TEXTE À LIRE -
==*==

Sa Majesté avait coutume de dire que l'on reconnaissait un honnête homme à sa conduite envers sa femme, ses enfans et ses domestiques, et j'espère qu'il ressortira de ces mémoires que l'empereur, sous ces divers rapports, avait la conduite d'un honnête homme, telle qu'il la définissait. Il disait encore que l'immoralité était le vice le plus dangereux dans un souverain, parce qu'il faisait loi pour les sujets. Ce qu'il entendait par immoralité, c'était sans doute une publicité scandaleuse donnée à des liaisons qui devraient toujours rester secrètes: car pour ces liaisons en elles-mêmes, il ne les repoussait pas plus qu'un autre lorsqu'elles venaient se jeter à sa tête. Peut-être tout autre, dans la même position que lui, entouré de séductions, d'attaques et d'avances de toute espèce, aurait moins souvent encore résisté à la tentation. Pourtant à Dieu ne plaise que je veuille prendre ici la défense de Sa Majesté sous ce rapport; je conviendrai même, si l'on veut, que sa conduite n'offrait pas l'exemple de l'accord le plus parfait avec la morale de ses discours; mais on avouera aussi que c'était beaucoup, pour un souverain, de cacher avec le plus grand soin ses distractions au public, pour qui elles auraient été un sujet de scandale, ou, qui pis est, d'imitation, et à sa femme, qui en aurait éprouvé le plus violent chagrin. Voici, sur ce chapitre délicat, deux ou trois anecdotes qui me reviennent maintenant à l'esprit, et qui sont, je crois, à peu près de l'époque à laquelle ma narration est parvenue.

==*==

EXERCICE COURT A - Mettez à jour la liste entre la ligne contenant « the sea in the photo above. » et la fin de la liste, bornes incluses, en remplaçant « vegetation » par « foliage » et sans rien modifier d'autre.

==*==

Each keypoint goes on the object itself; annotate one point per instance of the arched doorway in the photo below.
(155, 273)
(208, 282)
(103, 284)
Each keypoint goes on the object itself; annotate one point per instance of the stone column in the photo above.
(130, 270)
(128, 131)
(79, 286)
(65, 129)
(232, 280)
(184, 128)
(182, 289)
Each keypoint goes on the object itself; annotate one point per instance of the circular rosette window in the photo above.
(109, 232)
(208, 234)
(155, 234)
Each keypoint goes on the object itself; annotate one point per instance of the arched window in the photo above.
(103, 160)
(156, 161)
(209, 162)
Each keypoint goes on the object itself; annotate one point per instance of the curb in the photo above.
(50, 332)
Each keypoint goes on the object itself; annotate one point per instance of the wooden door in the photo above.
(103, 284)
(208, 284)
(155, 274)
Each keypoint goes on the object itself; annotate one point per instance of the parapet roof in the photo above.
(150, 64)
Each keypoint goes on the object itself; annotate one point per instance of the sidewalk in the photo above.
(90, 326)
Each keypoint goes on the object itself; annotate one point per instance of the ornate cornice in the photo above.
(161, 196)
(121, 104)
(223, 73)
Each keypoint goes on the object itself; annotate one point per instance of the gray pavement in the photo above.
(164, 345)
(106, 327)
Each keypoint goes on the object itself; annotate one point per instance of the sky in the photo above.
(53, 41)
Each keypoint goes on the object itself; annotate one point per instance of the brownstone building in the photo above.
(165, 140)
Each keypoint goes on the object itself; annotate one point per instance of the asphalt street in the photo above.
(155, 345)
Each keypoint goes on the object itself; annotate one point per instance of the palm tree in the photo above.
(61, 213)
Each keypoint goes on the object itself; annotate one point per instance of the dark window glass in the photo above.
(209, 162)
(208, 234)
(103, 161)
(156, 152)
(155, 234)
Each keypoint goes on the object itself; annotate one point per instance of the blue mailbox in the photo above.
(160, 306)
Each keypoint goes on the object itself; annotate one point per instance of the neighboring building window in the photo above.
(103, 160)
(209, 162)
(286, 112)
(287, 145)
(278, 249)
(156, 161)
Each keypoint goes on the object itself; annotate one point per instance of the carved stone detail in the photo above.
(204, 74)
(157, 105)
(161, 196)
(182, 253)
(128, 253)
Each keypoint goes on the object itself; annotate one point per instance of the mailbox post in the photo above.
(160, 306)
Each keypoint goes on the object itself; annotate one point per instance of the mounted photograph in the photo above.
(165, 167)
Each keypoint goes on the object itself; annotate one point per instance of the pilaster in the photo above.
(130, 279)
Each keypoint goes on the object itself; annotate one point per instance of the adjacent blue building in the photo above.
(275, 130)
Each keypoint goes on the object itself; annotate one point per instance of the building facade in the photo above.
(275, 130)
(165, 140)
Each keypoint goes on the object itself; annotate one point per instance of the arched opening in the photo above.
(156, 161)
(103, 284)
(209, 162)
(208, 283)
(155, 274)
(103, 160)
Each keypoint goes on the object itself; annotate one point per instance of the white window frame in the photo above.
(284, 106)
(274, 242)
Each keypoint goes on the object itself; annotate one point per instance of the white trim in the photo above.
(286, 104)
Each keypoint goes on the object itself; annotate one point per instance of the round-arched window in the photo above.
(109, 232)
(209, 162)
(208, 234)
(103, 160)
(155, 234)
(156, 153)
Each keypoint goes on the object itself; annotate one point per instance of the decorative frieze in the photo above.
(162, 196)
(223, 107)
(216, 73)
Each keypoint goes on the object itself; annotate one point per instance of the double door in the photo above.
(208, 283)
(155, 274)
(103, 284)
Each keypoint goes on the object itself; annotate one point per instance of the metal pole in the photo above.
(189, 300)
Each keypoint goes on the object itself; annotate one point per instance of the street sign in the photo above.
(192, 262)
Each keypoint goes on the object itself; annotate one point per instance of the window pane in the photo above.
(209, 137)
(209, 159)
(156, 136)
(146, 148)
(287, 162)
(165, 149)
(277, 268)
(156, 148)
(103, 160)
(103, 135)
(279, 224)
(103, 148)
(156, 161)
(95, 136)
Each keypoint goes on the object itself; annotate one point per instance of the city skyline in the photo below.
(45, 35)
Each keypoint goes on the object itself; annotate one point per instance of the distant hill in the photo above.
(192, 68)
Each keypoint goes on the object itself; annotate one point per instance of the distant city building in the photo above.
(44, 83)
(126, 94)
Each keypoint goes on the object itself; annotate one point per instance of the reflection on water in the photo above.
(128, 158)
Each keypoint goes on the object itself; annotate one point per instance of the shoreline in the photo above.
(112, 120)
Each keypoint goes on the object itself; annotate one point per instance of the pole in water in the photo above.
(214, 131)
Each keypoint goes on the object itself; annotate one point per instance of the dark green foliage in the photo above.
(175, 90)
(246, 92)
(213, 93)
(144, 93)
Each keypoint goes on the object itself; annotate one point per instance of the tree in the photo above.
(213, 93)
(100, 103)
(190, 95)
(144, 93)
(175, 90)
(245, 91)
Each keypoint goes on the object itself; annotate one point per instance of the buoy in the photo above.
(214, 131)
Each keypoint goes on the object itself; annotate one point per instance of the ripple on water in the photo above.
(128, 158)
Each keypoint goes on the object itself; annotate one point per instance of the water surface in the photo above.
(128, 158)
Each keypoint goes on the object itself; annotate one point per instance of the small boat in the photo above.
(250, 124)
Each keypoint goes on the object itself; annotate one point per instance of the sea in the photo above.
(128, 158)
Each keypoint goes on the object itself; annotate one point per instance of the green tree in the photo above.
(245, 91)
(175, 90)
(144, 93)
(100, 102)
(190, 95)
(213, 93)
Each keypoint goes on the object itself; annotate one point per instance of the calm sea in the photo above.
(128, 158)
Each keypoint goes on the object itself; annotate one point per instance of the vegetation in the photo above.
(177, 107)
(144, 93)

==*==

EXERCICE COURT B -
Répondez à ces questions sur le texte à lire :
(i) À quoi Sa Majesté disait-elle que l'on reconnaissait un honnête homme ?
(ii) Quel vice l'empereur jugeait-il le plus dangereux chez un souverain ?
(iii) À qui le souverain cachait-il avec soin ses distractions ?

RÉPONSE ÉCRITE A -
Each keypoint goes on the object itself; annotate one point per instance of the sea in the photo above.
(128, 158)
Each keypoint goes on the object itself; annotate one point per instance of the green tree in the photo above.
(245, 91)
(175, 90)
(144, 93)
(100, 102)
(190, 95)
(213, 93)
Each keypoint goes on the object itself; annotate one point per instance of the calm sea in the photo above.
(128, 158)
Each keypoint goes on the object itself; annotate one point per instance of the foliage in the photo above.
(177, 107)
(144, 93)

RÉPONSE ÉCRITE B -
(i) À sa conduite envers sa femme, ses enfans et ses domestiques.
(ii) L'immoralité.
(iii) Au public et à sa femme.